**Given task**
Please report every line of the records below that contains the word "shoulder", copying each such line in full.

Records held in a dataset:

--------

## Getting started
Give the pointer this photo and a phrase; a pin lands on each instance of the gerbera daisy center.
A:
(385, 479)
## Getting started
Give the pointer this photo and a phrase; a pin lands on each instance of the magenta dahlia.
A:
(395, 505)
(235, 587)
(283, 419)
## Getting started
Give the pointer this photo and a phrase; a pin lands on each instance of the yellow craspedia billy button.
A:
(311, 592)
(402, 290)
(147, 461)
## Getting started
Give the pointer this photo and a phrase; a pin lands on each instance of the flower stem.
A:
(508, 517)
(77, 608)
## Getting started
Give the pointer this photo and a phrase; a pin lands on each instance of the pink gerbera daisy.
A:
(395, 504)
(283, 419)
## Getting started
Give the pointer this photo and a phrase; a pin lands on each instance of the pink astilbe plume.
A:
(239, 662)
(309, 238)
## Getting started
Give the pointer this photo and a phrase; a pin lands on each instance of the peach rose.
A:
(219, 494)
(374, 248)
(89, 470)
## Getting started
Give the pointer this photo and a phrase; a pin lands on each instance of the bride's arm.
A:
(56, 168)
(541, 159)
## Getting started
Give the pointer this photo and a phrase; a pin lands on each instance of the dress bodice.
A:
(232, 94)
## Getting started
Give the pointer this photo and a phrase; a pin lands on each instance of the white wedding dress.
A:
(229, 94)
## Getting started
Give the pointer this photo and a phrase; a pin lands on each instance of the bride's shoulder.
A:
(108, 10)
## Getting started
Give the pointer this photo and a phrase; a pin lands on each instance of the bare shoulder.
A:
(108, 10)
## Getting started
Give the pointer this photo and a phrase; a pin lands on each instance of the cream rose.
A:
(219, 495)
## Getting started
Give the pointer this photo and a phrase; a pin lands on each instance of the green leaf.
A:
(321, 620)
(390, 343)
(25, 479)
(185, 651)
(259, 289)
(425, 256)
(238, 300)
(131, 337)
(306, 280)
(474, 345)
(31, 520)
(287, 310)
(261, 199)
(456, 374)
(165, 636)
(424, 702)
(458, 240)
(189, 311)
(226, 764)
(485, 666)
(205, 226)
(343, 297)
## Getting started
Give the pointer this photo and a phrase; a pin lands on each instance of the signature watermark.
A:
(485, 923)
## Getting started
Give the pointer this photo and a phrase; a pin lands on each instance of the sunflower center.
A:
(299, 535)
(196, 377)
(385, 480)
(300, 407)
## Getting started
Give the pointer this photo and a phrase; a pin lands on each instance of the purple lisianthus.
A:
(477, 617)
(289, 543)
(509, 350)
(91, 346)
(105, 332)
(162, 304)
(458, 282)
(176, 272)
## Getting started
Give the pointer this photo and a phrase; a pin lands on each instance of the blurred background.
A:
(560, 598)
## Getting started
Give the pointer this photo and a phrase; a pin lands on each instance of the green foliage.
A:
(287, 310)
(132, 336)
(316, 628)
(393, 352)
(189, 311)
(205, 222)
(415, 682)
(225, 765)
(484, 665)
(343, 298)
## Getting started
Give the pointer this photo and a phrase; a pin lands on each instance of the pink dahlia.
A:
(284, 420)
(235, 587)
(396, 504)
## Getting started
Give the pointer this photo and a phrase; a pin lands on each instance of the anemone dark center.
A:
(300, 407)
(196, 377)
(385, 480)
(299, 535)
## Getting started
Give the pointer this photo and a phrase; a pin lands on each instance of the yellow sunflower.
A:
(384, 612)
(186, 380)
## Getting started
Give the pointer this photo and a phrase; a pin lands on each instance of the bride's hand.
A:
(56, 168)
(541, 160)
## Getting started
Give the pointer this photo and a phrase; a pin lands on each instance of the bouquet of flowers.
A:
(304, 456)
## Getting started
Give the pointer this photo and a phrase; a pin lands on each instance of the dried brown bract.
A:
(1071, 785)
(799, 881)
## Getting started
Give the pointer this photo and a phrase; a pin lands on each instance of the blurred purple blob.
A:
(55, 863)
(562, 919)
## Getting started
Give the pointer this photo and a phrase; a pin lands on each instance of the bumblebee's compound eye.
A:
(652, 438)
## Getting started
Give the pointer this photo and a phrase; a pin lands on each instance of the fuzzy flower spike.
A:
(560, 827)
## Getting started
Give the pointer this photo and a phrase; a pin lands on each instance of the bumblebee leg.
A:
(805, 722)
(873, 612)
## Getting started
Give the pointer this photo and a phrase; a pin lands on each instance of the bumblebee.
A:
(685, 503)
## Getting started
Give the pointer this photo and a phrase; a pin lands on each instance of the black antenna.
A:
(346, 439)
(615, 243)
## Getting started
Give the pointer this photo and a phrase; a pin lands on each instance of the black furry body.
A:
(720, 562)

--------

**Written solution**
Give the pointer this photo and a phrase; a pin lands on each instance of the bride's shoulder.
Give the pointer this photo and a phrase; a pin lands on each instance of the bare shoulder.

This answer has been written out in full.